— begin —

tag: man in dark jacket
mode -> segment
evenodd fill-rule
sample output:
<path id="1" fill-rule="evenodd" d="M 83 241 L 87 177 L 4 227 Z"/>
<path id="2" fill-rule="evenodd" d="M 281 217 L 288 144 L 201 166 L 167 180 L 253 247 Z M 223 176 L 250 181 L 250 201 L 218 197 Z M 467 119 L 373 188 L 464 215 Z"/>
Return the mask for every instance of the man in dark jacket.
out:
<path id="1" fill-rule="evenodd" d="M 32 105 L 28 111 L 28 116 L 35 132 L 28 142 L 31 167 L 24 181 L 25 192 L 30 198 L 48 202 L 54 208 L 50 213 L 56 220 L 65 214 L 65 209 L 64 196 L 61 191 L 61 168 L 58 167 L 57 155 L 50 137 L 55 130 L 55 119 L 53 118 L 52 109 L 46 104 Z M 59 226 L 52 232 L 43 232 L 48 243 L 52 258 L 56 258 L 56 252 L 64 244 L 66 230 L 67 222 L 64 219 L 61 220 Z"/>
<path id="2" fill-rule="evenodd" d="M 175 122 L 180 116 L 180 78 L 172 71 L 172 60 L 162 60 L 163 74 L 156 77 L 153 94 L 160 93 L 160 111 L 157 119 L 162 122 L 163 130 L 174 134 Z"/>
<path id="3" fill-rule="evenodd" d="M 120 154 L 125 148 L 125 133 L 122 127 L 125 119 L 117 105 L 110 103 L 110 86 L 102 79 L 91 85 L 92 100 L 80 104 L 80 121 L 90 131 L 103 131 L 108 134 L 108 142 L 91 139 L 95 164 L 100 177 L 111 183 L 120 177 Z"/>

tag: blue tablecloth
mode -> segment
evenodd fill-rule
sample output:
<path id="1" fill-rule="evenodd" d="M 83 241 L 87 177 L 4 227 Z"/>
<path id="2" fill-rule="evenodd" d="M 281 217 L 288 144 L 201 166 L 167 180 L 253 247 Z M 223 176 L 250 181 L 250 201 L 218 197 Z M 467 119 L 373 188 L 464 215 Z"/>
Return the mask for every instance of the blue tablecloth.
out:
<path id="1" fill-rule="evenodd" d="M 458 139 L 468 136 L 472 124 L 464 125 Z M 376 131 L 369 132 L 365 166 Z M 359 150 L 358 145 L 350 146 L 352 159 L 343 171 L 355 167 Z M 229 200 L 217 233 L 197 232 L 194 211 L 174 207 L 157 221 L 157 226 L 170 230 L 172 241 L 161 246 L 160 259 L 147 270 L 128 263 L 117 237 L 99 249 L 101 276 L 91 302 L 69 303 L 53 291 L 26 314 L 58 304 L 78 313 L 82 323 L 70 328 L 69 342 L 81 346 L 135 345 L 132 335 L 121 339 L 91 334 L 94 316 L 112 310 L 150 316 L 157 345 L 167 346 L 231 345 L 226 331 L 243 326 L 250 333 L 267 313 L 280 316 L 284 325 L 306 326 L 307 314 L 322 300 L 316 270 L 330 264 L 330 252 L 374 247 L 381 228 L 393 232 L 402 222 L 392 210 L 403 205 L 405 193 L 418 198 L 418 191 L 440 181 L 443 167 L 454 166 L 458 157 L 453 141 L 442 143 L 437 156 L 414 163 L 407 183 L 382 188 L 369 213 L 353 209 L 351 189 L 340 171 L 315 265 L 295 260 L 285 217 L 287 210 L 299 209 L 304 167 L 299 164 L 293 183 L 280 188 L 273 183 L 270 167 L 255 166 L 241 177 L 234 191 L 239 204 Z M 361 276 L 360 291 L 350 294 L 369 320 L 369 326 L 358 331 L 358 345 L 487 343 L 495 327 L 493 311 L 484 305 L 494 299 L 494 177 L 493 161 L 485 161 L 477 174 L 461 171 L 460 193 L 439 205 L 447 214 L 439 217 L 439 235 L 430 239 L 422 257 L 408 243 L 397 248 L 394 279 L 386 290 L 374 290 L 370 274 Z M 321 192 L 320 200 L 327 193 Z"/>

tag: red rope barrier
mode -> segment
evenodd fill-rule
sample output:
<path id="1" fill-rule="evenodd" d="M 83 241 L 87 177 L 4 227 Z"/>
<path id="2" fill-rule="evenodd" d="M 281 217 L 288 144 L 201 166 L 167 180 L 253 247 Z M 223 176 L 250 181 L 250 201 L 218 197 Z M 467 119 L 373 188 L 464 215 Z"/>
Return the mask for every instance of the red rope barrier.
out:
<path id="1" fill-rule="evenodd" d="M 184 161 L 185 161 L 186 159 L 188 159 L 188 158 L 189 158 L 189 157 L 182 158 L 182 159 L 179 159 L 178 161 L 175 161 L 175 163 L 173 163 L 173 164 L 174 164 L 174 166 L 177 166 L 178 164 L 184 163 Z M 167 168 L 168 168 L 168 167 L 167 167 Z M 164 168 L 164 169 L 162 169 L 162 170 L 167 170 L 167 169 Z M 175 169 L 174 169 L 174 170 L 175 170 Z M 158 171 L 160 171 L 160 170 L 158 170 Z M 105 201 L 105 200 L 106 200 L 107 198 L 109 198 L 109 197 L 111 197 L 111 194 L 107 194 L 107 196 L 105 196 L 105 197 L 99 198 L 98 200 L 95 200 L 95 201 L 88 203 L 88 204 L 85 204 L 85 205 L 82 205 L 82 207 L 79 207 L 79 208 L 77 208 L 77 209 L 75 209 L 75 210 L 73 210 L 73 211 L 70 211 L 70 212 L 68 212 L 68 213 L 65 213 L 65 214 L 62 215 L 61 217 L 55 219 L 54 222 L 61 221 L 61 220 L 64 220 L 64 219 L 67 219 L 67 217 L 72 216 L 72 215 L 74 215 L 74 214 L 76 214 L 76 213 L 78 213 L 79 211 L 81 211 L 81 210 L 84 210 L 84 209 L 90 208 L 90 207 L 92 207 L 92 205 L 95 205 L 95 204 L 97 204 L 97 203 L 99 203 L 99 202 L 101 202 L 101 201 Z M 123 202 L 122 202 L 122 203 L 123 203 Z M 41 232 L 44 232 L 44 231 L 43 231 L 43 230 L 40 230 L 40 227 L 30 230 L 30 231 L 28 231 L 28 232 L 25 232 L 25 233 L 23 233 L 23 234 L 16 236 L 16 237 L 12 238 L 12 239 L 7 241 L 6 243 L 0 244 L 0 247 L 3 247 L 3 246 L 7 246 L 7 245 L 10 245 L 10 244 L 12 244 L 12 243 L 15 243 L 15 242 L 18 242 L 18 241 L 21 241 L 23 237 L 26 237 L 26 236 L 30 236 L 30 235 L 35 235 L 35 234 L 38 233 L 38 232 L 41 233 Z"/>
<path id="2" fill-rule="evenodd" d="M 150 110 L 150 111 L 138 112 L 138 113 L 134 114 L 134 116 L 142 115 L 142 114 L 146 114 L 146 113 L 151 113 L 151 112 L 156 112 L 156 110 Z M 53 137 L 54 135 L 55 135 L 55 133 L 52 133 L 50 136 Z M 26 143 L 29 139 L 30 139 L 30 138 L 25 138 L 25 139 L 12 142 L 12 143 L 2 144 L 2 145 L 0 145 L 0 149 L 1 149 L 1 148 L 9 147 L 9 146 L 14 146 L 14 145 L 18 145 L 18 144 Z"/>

— end —

- _PROBLEM DETAILS_
Reproduce every line of the records above verbatim, from the first line of the first one through the last line of the last.

- _FINAL RESULT_
tag: man in dark jacket
mode -> segment
evenodd fill-rule
sample output:
<path id="1" fill-rule="evenodd" d="M 83 241 L 87 177 L 4 227 Z"/>
<path id="2" fill-rule="evenodd" d="M 281 217 L 288 144 L 201 166 L 167 180 L 253 247 Z M 223 176 L 250 181 L 250 201 L 218 197 Z M 467 119 L 373 188 L 464 215 Z"/>
Return the mask for every instance of the man in dark jacket.
out:
<path id="1" fill-rule="evenodd" d="M 32 105 L 28 111 L 28 116 L 35 132 L 28 142 L 31 167 L 24 181 L 25 192 L 30 198 L 48 202 L 54 208 L 50 213 L 56 220 L 65 214 L 65 209 L 64 196 L 61 191 L 61 168 L 58 167 L 57 155 L 50 137 L 55 130 L 55 119 L 53 118 L 52 109 L 46 104 Z M 59 226 L 52 232 L 43 232 L 48 243 L 52 258 L 56 258 L 56 252 L 64 244 L 66 230 L 67 222 L 64 219 L 61 220 Z"/>
<path id="2" fill-rule="evenodd" d="M 175 122 L 180 116 L 180 78 L 172 71 L 172 60 L 162 60 L 163 74 L 156 77 L 153 94 L 160 93 L 160 111 L 157 119 L 162 122 L 163 130 L 174 134 Z"/>
<path id="3" fill-rule="evenodd" d="M 120 154 L 125 148 L 125 133 L 122 127 L 125 119 L 117 105 L 110 103 L 110 86 L 102 79 L 91 85 L 92 100 L 80 104 L 80 121 L 90 131 L 103 131 L 108 134 L 108 142 L 91 139 L 95 164 L 100 177 L 111 183 L 120 177 Z"/>

tag: blue tablecloth
mode -> segment
evenodd fill-rule
sample output:
<path id="1" fill-rule="evenodd" d="M 83 241 L 87 177 L 4 227 Z"/>
<path id="2" fill-rule="evenodd" d="M 281 217 L 288 144 L 201 166 L 167 180 L 253 247 Z M 223 176 L 250 181 L 250 201 L 218 197 Z M 467 119 L 373 188 L 464 215 Z"/>
Return the mask for every instance of the blue tablecloth.
out:
<path id="1" fill-rule="evenodd" d="M 458 139 L 468 136 L 472 124 L 464 125 Z M 376 131 L 369 132 L 365 166 Z M 359 150 L 358 145 L 350 146 L 352 159 L 343 171 L 355 167 Z M 229 200 L 217 233 L 197 232 L 194 211 L 174 207 L 157 221 L 157 226 L 170 230 L 172 241 L 161 246 L 160 259 L 147 270 L 128 263 L 117 237 L 99 249 L 101 276 L 91 302 L 69 303 L 53 291 L 26 314 L 58 304 L 78 313 L 82 323 L 70 328 L 69 342 L 81 346 L 135 345 L 132 335 L 121 339 L 91 334 L 94 316 L 112 310 L 150 316 L 157 345 L 167 346 L 231 345 L 226 331 L 243 326 L 250 333 L 267 313 L 280 316 L 284 325 L 306 326 L 307 314 L 322 300 L 316 270 L 330 264 L 330 252 L 374 247 L 381 228 L 393 232 L 402 222 L 392 210 L 403 205 L 405 193 L 418 198 L 418 191 L 440 181 L 443 167 L 454 166 L 458 157 L 453 141 L 442 143 L 437 156 L 414 163 L 407 183 L 382 188 L 369 213 L 353 209 L 351 189 L 340 171 L 315 265 L 295 260 L 285 217 L 287 210 L 299 209 L 304 167 L 299 164 L 293 183 L 280 188 L 273 183 L 270 167 L 255 166 L 241 177 L 234 191 L 239 204 Z M 361 276 L 360 291 L 350 294 L 369 320 L 369 326 L 358 331 L 358 345 L 487 343 L 495 327 L 493 311 L 484 305 L 494 299 L 494 177 L 493 161 L 485 161 L 477 174 L 461 171 L 460 193 L 439 205 L 447 214 L 439 217 L 439 235 L 430 239 L 422 257 L 408 243 L 397 248 L 394 279 L 386 290 L 374 290 L 370 274 Z M 321 192 L 320 200 L 327 193 Z"/>

tag: red rope barrier
mode -> segment
evenodd fill-rule
sample output:
<path id="1" fill-rule="evenodd" d="M 83 241 L 87 177 L 4 227 Z"/>
<path id="2" fill-rule="evenodd" d="M 281 217 L 288 144 L 201 166 L 167 180 L 253 247 Z M 223 176 L 250 181 L 250 201 L 218 197 Z M 467 119 L 373 188 L 464 215 Z"/>
Return the mask for every instance of the red rope barrier.
out:
<path id="1" fill-rule="evenodd" d="M 184 161 L 185 161 L 186 159 L 188 159 L 188 158 L 189 158 L 189 157 L 182 158 L 182 159 L 179 159 L 178 161 L 175 161 L 175 163 L 173 163 L 173 164 L 174 164 L 174 166 L 177 166 L 178 164 L 184 163 Z M 167 168 L 168 168 L 168 167 L 167 167 Z M 164 168 L 164 169 L 162 169 L 162 170 L 167 170 L 167 169 Z M 175 169 L 174 169 L 174 170 L 175 170 Z M 158 171 L 160 171 L 160 170 L 158 170 Z M 105 201 L 105 200 L 106 200 L 107 198 L 109 198 L 109 197 L 111 197 L 111 194 L 107 194 L 107 196 L 105 196 L 105 197 L 99 198 L 98 200 L 95 200 L 95 201 L 88 203 L 88 204 L 85 204 L 85 205 L 82 205 L 82 207 L 79 207 L 79 208 L 77 208 L 77 209 L 75 209 L 75 210 L 73 210 L 73 211 L 70 211 L 70 212 L 68 212 L 68 213 L 65 213 L 65 214 L 62 215 L 61 217 L 55 219 L 54 222 L 61 221 L 61 220 L 64 220 L 64 219 L 67 219 L 67 217 L 72 216 L 72 215 L 74 215 L 74 214 L 76 214 L 76 213 L 78 213 L 79 211 L 81 211 L 81 210 L 84 210 L 84 209 L 90 208 L 90 207 L 92 207 L 92 205 L 95 205 L 95 204 L 97 204 L 97 203 L 99 203 L 99 202 L 101 202 L 101 201 Z M 123 202 L 122 202 L 122 203 L 123 203 Z M 41 232 L 44 232 L 44 231 L 43 231 L 43 230 L 40 230 L 40 227 L 30 230 L 30 231 L 28 231 L 28 232 L 25 232 L 25 233 L 23 233 L 23 234 L 16 236 L 16 237 L 12 238 L 12 239 L 7 241 L 6 243 L 0 244 L 0 247 L 3 247 L 3 246 L 7 246 L 7 245 L 10 245 L 10 244 L 12 244 L 12 243 L 15 243 L 15 242 L 18 242 L 18 241 L 21 241 L 23 237 L 26 237 L 26 236 L 30 236 L 30 235 L 35 235 L 35 234 L 38 233 L 38 232 L 41 233 Z"/>
<path id="2" fill-rule="evenodd" d="M 150 110 L 150 111 L 138 112 L 138 113 L 134 114 L 134 116 L 142 115 L 142 114 L 146 114 L 146 113 L 151 113 L 151 112 L 156 112 L 156 110 Z M 53 137 L 54 135 L 55 135 L 55 133 L 52 133 L 50 136 Z M 26 143 L 29 139 L 30 139 L 30 138 L 25 138 L 25 139 L 12 142 L 12 143 L 2 144 L 2 145 L 0 145 L 0 149 L 1 149 L 1 148 L 9 147 L 9 146 L 14 146 L 14 145 L 18 145 L 18 144 Z"/>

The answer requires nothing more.